*TASK*: Repeat the data below with every "keypoint" swapped for "marker" and all other text left exactly as it is. Leave the pictures out of your answer.

*TASK DATA*:
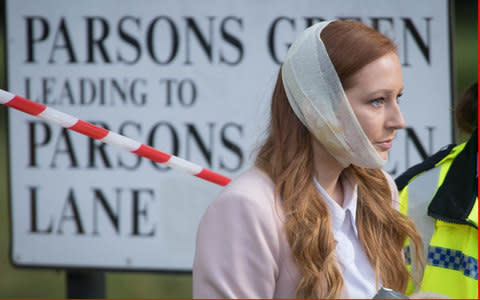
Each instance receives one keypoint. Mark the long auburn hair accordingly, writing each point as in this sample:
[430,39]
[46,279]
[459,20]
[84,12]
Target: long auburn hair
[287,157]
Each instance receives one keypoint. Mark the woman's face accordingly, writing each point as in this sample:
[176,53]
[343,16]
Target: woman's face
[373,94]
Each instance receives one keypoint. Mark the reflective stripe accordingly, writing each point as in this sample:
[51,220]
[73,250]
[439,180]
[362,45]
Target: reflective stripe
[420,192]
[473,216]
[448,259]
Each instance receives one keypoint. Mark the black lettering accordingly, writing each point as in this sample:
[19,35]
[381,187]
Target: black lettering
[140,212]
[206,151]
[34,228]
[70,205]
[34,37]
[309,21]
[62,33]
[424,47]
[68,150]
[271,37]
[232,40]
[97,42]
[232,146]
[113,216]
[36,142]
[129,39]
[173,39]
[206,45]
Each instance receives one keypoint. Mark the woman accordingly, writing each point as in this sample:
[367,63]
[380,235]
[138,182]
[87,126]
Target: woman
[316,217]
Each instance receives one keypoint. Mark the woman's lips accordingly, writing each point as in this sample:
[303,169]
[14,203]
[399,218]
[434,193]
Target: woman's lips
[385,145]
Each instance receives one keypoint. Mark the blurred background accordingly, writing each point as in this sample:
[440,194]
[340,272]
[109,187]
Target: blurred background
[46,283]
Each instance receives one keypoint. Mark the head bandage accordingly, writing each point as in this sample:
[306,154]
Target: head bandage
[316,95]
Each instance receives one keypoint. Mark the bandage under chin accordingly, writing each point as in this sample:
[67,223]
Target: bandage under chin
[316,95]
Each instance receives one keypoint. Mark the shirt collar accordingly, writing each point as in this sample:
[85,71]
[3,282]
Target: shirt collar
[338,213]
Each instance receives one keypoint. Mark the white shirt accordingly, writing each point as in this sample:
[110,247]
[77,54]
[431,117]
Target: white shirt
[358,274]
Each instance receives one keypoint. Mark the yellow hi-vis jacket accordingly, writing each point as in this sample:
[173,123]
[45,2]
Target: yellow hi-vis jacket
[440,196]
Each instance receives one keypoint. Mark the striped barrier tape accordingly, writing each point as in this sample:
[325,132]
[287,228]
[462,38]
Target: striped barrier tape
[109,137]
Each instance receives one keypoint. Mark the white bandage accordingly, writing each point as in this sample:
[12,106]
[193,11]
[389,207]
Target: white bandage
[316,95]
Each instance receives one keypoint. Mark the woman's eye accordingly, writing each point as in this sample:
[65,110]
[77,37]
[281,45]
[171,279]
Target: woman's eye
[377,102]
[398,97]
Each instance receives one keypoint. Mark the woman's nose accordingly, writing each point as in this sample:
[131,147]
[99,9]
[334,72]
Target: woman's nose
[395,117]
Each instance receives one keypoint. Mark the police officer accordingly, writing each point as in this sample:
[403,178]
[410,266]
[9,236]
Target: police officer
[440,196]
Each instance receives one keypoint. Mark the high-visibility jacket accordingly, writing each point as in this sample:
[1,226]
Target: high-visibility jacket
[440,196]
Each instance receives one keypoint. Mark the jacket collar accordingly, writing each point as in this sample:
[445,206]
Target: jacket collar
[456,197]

*EXERCISE ANSWER*:
Each instance receives one marker. Mark the long auburn hair accordingly, writing each point as in this sample:
[430,39]
[46,279]
[459,20]
[84,12]
Target: long auburn hair
[287,157]
Each instance receives one marker. Mark the woman's face accordingly, writing each point as in this sample:
[176,53]
[343,16]
Target: woman's face
[373,94]
Each instance receives one marker. Mark the reflective stripe accordingly, writing each point as in this sample:
[51,220]
[73,250]
[439,180]
[362,45]
Target: reflective stripe
[420,192]
[473,216]
[448,259]
Each instance receives one marker. Mark the black lettering accordingly, writing each point as in this sample:
[19,35]
[381,187]
Target: black lettering
[140,212]
[206,151]
[34,228]
[70,205]
[34,37]
[309,21]
[62,33]
[424,47]
[68,150]
[271,37]
[232,40]
[97,42]
[232,146]
[113,216]
[36,142]
[129,39]
[173,39]
[206,45]
Each instance receives one marker. Mark the woman accordingly, writing each point as in this sample:
[367,63]
[380,235]
[138,182]
[87,126]
Target: woman
[316,217]
Each instance receives one marker. Mark the woman's lips accordingly, writing each point as in this sample:
[303,169]
[14,203]
[399,218]
[434,193]
Target: woman's lips
[385,145]
Each instance receives one marker. Mark the blurred background accordingly, writing each point as in this sample:
[440,194]
[340,272]
[109,187]
Target: blurred background
[46,283]
Each instance receives one marker. Mark the head bandage accordingly, writing each point as in this sample:
[306,154]
Target: head bandage
[316,95]
Each instance receives one marker. Mark the bandage under chin accordingly, writing each point as in this sample:
[67,223]
Target: bandage under chin
[316,95]
Each instance receives one marker. Mark the shirt collar accordingly, writing each point as in this sample:
[85,71]
[3,282]
Target: shirt collar
[338,213]
Each instance receives one marker. Mark the white shirt accordingly, writing each point as in this sample:
[110,247]
[77,54]
[431,117]
Target: white shirt
[358,274]
Each instance receives one marker. Mark the yellow hi-vis jacket accordingly, writing each point as in this sample:
[173,123]
[45,2]
Target: yellow hi-vis jacket
[440,196]
Each instance receives one marker. Mark the striped barrier tape accordingly, writing each point as in this sample:
[325,132]
[287,228]
[462,38]
Target: striped barrier tape
[109,137]
Each instance receives one marker. Mark the white bandage accordingly, writing each point as in this sample:
[12,106]
[193,11]
[389,207]
Target: white bandage
[316,95]
Each instance receives one marker. Mark the woman's eye accordingly, writing each point as in this sample:
[65,110]
[77,37]
[281,45]
[171,279]
Target: woman's eye
[377,102]
[398,97]
Each instance receives one marker. Mark the woman's nose accordingly, writing each point as in this sample:
[131,147]
[99,9]
[334,72]
Target: woman's nose
[395,117]
Each instance receives one marker. Mark the police officer accordingly, writing each point as in this sample:
[403,178]
[410,266]
[9,236]
Target: police officer
[440,196]
Each instance receives one marker. Mark the high-visibility jacket accordingly, writing each point as in this sample:
[1,226]
Target: high-visibility jacket
[440,196]
Each instance receives one marker. Mark the jacket collar accordingly, writing each point as in this sample:
[445,206]
Target: jacket collar
[456,197]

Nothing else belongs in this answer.